━━ Provided passage ━━

Aa Naluguru () is a 2004 Indian Telugu-language drama film directed by Chandra Siddhartha. The film stars Rajendra Prasad and Aamani with music composed by R. P. Patnaik. It is produced by Sarita Patra, and P. Prem Kumar. The film won three Nandi Awards and also screened at the AISFM Film Festival. It marked the return of Aamani to films after a gap of seven years. The film was later remade in Kannada in 2006 as Sirivantha.

Plot
The film starts with two messengers of God coming to take the life of Raghuram. He is a kind-hearted idealistic individual who spends half of his income on charity work. He works as the editor of a newspaper. When his managing director asks him to publish tabloid photos to increase circulation, he is ready to resign and sell Papads instead of losing his values. Later he realizes his mistake and reappoints Raghuram as the editor and promises him not to involve in his duty.

His wife Bharati, two sons Shekar and Chinna and a daughter Revathi are quite against his helping attitude. His children compel him to get money for their career (bribe for a job), education (donation fee for engineering seat) and settling in the United States which he feels is completely wrong. He is forced to set aside his morality and take a loan from his neighbor, Kotayya. Unable to bear the defeat of his ideology and moral issues, he commits suicide by consuming poison the same day he gives money to his children. The rest of the film is about how his children and wife realize just how important he was as they prepare his funeral. At last, everyone realizes that after death only love and affection will come with us so love the people and society.

━━━

• [Required task A]
In the Aa Naluguru passage, who composed the film's music?
• [Required task B]
Mark each statement yes or no according to the Aa Naluguru passage, and quote the words that decide it: (i) The film was remade in Kannada in 2006 as Sirivantha. (ii) Raghuram works as a school teacher. (iii) Raghuram borrows money from his brother.
• [Required task C]
Please extend the Aa Naluguru passage, picking up right after its final sentence.

━━ Data provided ━━

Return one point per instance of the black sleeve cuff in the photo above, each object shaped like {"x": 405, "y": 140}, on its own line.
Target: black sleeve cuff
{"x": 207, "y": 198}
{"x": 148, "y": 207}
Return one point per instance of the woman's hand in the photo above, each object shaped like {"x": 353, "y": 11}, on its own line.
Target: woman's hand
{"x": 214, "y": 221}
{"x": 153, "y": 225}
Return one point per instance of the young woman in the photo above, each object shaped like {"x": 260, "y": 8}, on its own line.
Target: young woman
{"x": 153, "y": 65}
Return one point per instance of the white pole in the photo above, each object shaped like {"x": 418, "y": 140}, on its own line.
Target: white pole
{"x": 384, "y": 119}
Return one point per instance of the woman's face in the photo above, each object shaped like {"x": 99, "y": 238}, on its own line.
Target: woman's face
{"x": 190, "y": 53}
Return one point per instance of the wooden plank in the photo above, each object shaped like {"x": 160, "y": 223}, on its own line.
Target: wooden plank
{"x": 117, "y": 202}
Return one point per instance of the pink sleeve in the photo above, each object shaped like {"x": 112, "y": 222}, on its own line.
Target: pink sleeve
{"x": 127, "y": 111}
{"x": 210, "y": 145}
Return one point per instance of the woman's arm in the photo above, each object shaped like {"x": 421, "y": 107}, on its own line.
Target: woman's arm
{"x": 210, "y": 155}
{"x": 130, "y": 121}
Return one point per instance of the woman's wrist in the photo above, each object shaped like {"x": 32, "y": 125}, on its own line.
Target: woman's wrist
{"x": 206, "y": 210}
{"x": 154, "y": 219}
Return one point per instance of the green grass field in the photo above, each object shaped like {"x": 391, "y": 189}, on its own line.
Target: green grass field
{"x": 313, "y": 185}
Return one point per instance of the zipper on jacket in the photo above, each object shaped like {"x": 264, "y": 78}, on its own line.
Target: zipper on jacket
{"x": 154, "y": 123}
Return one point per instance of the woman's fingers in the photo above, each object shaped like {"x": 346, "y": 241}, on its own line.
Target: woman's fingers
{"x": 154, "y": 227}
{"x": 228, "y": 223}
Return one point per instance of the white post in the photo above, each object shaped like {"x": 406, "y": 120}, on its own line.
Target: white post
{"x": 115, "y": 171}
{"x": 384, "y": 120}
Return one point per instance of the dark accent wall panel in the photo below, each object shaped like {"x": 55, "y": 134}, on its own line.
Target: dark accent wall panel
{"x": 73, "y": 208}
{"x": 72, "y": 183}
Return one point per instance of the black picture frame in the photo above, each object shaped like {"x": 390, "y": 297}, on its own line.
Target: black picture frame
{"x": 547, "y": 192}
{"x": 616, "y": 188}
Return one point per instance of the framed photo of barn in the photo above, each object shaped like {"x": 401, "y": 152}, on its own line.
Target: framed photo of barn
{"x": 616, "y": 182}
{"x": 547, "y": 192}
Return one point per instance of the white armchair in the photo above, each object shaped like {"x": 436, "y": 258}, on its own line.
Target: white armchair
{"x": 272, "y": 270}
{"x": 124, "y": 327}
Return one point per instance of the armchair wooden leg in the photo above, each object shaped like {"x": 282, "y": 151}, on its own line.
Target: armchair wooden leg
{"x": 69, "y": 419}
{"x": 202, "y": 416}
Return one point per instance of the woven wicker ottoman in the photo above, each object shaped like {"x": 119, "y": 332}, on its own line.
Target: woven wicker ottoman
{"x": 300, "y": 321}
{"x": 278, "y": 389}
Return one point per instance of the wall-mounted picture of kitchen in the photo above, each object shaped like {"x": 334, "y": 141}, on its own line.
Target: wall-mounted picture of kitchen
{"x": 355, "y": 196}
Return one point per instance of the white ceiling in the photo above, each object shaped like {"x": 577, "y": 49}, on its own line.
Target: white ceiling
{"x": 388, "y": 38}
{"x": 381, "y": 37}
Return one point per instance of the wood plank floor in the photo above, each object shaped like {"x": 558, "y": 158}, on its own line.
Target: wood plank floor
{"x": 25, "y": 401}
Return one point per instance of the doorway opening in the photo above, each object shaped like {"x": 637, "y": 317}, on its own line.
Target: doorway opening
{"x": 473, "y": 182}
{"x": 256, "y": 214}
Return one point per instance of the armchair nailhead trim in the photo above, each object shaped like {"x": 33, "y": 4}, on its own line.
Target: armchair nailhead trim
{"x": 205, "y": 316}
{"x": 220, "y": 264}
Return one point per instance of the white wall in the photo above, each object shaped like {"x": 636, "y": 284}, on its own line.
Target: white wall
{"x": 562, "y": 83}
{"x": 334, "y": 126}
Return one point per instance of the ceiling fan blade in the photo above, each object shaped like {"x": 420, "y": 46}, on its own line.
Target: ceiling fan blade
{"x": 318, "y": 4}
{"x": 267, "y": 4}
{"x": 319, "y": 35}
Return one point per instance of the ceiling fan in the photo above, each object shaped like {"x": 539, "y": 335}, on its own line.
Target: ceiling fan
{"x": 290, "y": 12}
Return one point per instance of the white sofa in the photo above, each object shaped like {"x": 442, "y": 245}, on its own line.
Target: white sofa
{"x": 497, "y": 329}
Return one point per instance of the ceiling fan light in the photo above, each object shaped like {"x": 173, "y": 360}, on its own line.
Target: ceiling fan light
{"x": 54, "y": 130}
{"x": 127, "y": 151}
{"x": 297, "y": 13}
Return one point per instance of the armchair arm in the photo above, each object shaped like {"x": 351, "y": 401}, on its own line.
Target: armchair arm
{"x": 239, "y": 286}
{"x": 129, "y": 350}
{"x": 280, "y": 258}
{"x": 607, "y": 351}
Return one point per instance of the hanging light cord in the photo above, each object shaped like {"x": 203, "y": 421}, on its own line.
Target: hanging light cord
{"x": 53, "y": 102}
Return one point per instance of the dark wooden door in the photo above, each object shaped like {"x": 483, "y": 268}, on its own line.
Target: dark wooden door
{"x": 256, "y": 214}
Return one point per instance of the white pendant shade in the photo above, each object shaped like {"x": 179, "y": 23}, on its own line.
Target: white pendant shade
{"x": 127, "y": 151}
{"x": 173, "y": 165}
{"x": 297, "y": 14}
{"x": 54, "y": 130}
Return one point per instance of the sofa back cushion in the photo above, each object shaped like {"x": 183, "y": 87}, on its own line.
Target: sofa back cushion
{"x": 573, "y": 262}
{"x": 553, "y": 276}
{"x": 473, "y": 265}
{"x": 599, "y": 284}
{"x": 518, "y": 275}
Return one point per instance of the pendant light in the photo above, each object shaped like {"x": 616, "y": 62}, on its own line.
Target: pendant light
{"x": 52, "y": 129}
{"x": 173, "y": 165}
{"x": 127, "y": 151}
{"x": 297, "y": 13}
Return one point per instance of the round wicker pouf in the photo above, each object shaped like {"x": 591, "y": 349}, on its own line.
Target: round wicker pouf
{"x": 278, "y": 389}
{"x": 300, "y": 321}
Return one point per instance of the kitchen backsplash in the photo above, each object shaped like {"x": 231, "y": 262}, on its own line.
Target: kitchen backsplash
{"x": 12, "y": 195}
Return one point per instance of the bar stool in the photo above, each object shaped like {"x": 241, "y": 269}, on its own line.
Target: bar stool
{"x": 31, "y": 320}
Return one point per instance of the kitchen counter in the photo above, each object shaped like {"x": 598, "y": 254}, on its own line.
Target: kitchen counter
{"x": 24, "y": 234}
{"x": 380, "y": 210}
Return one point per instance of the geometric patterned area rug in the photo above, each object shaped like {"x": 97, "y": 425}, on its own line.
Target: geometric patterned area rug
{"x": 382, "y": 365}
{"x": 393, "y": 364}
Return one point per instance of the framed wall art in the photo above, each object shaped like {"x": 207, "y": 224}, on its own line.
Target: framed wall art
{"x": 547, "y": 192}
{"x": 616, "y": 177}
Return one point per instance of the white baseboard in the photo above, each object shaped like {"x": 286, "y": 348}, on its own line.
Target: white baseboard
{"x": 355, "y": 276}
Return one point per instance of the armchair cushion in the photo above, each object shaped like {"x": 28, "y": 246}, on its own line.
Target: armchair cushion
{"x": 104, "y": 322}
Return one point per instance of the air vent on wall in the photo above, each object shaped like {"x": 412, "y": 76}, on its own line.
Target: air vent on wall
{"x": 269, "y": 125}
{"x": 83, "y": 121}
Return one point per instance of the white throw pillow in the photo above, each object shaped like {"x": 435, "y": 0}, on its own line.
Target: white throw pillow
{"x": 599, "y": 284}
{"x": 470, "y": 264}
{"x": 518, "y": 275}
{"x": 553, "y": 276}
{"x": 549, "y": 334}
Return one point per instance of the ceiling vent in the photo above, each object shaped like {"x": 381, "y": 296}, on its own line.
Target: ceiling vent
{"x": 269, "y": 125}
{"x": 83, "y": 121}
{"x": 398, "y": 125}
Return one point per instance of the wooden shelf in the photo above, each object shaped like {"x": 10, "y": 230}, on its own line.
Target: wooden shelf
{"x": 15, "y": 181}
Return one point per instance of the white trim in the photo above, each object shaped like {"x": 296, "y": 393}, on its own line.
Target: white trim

━━━

• [Final result A]
R. P. Patnaik

• [Final result B]
(i) Yes: "The film was later remade in Kannada in 2006 as Sirivantha."
(ii) No: "He works as the editor of a newspaper."
(iii) No: "take a loan from his neighbor, Kotayya."

• [Final result C]
Cast

Rajendra Prasad as Raghu Ramayya
Aamani as Bharathi
Kota Srinivasa Rao as Kotayya
Subhalekha Sudhakar as Subramanyam
Raja as Shekar, Raghu Ramayya's elder son
Chalapathi Rao as Messenger of god
Raghu Babu as Messenger of god
Suthi Velu as Mallayya, Office Peon
Prem Kumar Patra as G. Venkat Rao, Raghu Ramyya's boss
Giridhar as Suri, Kotaiah's son
Pingpong Surya as Chinna, Raghu Ramayya's younger son
Revathi as Indira, Raghu Ramayya's daughter
Junior Relangi as astrologer
Jenny
Annapurna as Raghu Ramayya's mother (cameo appearance)
Rajitha as Subramanyam's wife
Apoorva as Kotayya's wife

Music

Music was composed by R. P. Patnaik. Lyrics were written by Chaitanya Prasad. Music released on Aditya Music Company.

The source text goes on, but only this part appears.